▶ **Exercise details**
Reproduce exactly the lines from the one containing "breakwater and report the position of each." through the last line of the records below, both included, and nothing else.

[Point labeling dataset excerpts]

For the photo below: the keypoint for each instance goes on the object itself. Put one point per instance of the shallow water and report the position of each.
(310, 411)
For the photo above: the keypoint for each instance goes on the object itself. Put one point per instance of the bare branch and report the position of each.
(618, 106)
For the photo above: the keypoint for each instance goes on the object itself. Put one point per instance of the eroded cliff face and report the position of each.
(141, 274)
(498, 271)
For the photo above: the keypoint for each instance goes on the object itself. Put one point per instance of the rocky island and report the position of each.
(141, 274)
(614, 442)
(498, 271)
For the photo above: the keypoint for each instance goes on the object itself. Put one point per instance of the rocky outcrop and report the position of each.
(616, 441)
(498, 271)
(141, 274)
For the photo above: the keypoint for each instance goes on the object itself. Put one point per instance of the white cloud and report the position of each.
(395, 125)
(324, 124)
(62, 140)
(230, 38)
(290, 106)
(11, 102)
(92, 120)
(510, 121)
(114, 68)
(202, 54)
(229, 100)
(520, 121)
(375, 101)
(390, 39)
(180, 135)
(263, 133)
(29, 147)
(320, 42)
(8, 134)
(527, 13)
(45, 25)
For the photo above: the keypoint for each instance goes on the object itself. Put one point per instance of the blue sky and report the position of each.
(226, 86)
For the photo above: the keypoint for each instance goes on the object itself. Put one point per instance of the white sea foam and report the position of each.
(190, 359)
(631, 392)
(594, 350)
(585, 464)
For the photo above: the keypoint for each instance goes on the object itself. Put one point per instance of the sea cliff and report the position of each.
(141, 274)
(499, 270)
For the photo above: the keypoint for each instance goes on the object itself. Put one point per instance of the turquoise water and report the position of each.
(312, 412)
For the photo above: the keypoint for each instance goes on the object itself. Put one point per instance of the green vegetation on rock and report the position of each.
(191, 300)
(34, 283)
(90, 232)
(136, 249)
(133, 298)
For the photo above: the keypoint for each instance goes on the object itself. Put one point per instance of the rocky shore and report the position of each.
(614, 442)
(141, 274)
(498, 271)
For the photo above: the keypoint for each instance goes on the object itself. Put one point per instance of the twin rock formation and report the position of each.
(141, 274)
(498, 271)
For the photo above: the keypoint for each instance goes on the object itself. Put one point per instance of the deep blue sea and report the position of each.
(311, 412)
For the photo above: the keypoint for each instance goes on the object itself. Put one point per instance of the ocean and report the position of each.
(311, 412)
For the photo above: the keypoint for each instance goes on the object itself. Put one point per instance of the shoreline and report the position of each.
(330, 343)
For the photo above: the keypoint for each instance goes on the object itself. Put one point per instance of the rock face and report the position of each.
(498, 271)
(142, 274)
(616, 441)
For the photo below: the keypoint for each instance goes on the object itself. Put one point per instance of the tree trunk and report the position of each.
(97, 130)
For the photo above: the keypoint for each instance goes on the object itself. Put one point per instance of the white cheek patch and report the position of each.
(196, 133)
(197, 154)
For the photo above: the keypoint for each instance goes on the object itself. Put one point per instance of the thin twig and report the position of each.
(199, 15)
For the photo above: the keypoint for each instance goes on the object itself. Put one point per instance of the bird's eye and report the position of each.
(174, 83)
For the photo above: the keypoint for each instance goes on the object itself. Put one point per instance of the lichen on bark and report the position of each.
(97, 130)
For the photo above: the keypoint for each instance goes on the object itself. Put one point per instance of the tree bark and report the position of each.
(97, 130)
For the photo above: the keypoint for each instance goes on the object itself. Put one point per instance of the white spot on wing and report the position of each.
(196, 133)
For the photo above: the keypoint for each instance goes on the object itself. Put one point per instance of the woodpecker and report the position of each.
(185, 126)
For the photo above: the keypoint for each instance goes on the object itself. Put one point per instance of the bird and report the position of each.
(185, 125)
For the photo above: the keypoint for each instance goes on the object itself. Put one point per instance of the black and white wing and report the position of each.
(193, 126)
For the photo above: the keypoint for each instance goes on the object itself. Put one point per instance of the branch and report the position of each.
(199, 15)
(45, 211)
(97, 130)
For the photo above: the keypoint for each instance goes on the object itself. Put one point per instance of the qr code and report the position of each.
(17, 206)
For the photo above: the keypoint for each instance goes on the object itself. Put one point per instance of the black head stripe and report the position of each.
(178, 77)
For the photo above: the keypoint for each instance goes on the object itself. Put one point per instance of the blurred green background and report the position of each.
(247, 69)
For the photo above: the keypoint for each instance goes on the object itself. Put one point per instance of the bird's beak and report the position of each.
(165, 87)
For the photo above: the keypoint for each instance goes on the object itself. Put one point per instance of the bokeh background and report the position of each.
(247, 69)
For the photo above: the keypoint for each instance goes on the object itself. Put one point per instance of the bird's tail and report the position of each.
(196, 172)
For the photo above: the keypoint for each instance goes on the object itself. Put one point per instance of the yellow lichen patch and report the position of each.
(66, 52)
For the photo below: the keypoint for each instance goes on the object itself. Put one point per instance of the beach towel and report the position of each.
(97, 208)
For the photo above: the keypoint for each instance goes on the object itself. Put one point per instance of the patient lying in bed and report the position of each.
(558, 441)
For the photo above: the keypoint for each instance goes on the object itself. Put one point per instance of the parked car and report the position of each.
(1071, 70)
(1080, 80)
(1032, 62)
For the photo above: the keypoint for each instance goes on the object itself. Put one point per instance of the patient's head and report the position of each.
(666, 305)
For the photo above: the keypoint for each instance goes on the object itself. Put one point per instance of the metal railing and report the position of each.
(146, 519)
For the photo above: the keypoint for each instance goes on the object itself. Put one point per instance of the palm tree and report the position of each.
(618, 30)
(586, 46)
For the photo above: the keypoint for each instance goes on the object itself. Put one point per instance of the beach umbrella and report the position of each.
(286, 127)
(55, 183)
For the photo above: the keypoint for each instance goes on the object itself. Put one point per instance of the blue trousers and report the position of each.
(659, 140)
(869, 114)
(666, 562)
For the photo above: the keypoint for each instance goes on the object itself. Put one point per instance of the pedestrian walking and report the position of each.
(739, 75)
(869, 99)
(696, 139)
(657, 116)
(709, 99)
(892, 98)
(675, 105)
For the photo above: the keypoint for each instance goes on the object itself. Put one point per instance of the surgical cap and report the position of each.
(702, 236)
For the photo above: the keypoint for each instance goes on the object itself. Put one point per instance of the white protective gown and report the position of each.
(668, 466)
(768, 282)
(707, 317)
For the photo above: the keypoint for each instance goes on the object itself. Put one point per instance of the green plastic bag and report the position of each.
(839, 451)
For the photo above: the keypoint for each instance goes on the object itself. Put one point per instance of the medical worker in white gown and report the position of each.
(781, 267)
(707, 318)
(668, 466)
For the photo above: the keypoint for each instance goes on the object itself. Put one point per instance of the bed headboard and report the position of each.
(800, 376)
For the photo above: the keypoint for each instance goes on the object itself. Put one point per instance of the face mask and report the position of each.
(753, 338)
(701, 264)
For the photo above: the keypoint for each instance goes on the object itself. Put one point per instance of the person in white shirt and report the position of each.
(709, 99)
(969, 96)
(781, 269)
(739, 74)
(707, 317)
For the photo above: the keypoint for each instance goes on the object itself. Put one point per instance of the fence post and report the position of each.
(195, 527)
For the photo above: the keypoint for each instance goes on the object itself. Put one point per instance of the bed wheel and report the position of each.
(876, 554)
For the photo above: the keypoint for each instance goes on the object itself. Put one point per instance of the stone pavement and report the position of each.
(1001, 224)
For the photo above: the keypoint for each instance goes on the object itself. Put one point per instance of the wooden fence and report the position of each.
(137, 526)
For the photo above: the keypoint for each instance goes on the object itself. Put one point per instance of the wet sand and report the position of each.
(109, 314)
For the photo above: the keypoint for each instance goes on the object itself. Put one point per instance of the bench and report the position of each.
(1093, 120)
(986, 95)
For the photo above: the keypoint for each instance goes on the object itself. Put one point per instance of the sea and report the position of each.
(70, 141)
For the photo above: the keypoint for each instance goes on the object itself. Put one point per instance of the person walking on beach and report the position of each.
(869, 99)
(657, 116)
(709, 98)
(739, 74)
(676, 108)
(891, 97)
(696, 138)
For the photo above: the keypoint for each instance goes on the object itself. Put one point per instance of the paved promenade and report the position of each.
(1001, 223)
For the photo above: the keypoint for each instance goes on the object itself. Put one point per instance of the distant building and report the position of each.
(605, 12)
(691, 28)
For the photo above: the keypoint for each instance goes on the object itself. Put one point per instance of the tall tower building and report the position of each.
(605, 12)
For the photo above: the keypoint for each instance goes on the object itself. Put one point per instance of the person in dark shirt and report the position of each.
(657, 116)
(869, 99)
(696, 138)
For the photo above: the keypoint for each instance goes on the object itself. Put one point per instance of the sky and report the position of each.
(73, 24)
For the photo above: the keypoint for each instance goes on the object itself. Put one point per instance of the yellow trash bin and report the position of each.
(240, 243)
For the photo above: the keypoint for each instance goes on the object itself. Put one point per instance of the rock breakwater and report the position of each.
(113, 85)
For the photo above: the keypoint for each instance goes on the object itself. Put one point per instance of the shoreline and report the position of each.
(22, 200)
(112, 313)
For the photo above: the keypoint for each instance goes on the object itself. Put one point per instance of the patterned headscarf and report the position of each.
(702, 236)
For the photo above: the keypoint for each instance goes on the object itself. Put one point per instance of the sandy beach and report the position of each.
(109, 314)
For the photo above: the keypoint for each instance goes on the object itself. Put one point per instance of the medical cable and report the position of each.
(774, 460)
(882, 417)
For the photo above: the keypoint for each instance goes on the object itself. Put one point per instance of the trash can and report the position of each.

▶ **Reply**
For the photo above: the keypoint for each instance goes on the object itself. Put one point per instance of the rock breakwater and report the position of each.
(113, 85)
For the photo above: the keypoint for each instance goes on the object itself. Put one point per instance of the shoreline and report the position of each.
(22, 200)
(112, 313)
For the photo above: the keypoint for each instance goes on the object itself. Put one point per instance of the patterned headscarf and report the position of each.
(702, 236)
For the photo above: the keypoint for each instance goes on the object itself. Put one point per instance of the sandy beach and report the position of each.
(109, 314)
For the photo above: the keypoint for each instance goes on the object itself. Put one point per instance of the medical cable and report the position of each.
(774, 460)
(882, 417)
For the photo above: the keypoint for each instance goes on the object itself. Put one point per instance of the trash can and report the position of each.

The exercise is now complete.